* Exercise material
################

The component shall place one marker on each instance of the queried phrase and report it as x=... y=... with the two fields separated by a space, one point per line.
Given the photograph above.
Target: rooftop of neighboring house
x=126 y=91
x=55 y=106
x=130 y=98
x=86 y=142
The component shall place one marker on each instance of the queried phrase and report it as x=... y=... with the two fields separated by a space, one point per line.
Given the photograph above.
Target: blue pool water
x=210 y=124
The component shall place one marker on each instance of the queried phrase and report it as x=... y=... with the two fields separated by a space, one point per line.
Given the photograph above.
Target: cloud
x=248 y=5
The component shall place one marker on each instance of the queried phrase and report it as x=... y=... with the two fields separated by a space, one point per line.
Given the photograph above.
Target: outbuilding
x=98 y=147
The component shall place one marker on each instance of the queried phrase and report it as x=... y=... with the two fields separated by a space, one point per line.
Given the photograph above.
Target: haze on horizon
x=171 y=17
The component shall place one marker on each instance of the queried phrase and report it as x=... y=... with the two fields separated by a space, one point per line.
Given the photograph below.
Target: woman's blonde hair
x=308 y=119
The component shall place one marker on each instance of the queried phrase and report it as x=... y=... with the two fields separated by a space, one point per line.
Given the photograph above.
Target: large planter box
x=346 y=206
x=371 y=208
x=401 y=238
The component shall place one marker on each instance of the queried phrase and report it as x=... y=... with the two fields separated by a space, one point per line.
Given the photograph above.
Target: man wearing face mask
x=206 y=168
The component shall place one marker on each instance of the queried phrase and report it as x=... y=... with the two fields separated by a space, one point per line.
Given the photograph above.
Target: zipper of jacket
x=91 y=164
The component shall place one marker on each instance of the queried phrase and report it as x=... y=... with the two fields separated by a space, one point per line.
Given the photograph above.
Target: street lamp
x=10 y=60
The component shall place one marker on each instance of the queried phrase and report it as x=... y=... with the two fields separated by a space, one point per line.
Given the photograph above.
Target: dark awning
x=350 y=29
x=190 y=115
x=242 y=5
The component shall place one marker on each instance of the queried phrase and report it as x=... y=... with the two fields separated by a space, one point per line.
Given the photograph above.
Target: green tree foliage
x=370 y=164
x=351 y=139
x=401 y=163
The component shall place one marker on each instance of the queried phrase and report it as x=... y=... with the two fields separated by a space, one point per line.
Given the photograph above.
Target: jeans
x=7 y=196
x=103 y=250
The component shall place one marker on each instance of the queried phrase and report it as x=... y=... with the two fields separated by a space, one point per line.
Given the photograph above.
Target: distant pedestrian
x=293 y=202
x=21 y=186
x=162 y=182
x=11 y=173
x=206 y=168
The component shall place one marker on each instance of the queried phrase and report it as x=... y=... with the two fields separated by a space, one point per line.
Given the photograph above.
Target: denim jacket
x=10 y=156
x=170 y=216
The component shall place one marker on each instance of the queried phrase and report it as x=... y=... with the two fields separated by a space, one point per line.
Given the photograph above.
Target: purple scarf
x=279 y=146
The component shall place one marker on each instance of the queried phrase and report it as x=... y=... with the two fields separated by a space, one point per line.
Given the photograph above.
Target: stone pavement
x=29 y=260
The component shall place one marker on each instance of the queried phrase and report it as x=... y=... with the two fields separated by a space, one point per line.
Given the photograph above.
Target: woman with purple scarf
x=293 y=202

################

* The problem
Could you retype all of the entries, leaving every character unchanged?

* Task result
The component shall place one marker on each instance of the queried phrase and report it as x=... y=... with the two fields separated by a space, one point per line.
Given the photograph above.
Target: rooftop of neighboring house
x=126 y=91
x=55 y=106
x=130 y=98
x=86 y=142
The component shall place one marker on each instance of the queried phrase and report it as x=... y=... with the two fields separated by a space, one point per line.
Given the photograph above.
Target: blue pool water
x=210 y=124
The component shall place one marker on each instance of the queried phrase and report it as x=... y=... with the two fields separated by a space, one point per line.
Given the photograph above.
Target: cloud
x=248 y=5
The component shall place one marker on each instance of the queried phrase and report it as x=... y=... with the two fields separated by a space, one point per line.
Given the photograph above.
Target: outbuilding
x=98 y=147
The component shall place one marker on each instance of the queried phrase and report it as x=... y=... with the two fields separated by a space, one point per line.
Given the photograph above.
Target: haze on horizon
x=171 y=17
The component shall place one marker on each instance of the queried phrase and report it as x=... y=... with the two fields separated by a space, one point per line.
Given the photograph below.
Target: woman's blonde hair
x=308 y=119
The component shall place one marker on each instance of the queried phrase and report it as x=... y=... with the two fields separated by a space, one point per line.
Given the photograph above.
Target: large planter box
x=346 y=206
x=371 y=208
x=401 y=238
The component shall place one marker on each instance of the queried phrase and report it as x=... y=... with the two fields separated by a space, one point per line.
Given the photograph above.
Target: man wearing face mask
x=206 y=168
The component shall place one marker on each instance of the queried phrase and report it as x=... y=... with the two fields separated by a space, one point per line.
Given the photograph above.
Target: zipper of jacket
x=91 y=164
The component shall place one marker on each instance of the queried phrase and report it as x=... y=... with the two fields separated by a space, one point per line.
Given the photograph above.
Target: street lamp
x=10 y=60
The component shall place one marker on each instance of the queried phrase and report it as x=... y=... with the two fields separated by a space, one point per line.
Given the photograph above.
Target: dark awning
x=350 y=29
x=190 y=115
x=242 y=5
The component shall place one marker on each instance of the queried phrase and report it as x=... y=... with the two fields separated by a space, one point per line.
Given the photograph above.
Target: green tree foliage
x=370 y=164
x=351 y=139
x=401 y=163
The component shall place one marker on each instance of the queried phrase and report it as x=... y=... with the two fields separated by a space, one point per line.
Given the photograph above.
Target: jeans
x=7 y=196
x=103 y=250
The component shall place one marker on each instance of the queried phrase and report it as x=... y=... with the two fields separated by a space, one point per line.
Given the photograph above.
Target: distant pedestrian
x=293 y=202
x=21 y=186
x=162 y=182
x=11 y=173
x=206 y=168
The component shall place one marker on each instance of the queried phrase and report it as x=... y=... with the two fields separated by a space, one point per line.
Given the photograph above.
Target: denim jacket
x=10 y=156
x=170 y=216
The component shall place one marker on each instance of the queried phrase and report it as x=... y=... with the two fields separated by a space, one point per line.
Given the photograph above.
Target: purple scarf
x=279 y=146
The component shall place one marker on each instance of the queried phrase and report it as x=... y=... with the two fields separated by a space, one point per line.
Given the photograph above.
Target: stone pavement
x=29 y=260
The component shall place one marker on each instance of the queried phrase and report it as x=... y=... with the two fields separated by a space, one point per line.
Given the photograph above.
Target: woman with purple scarf
x=293 y=202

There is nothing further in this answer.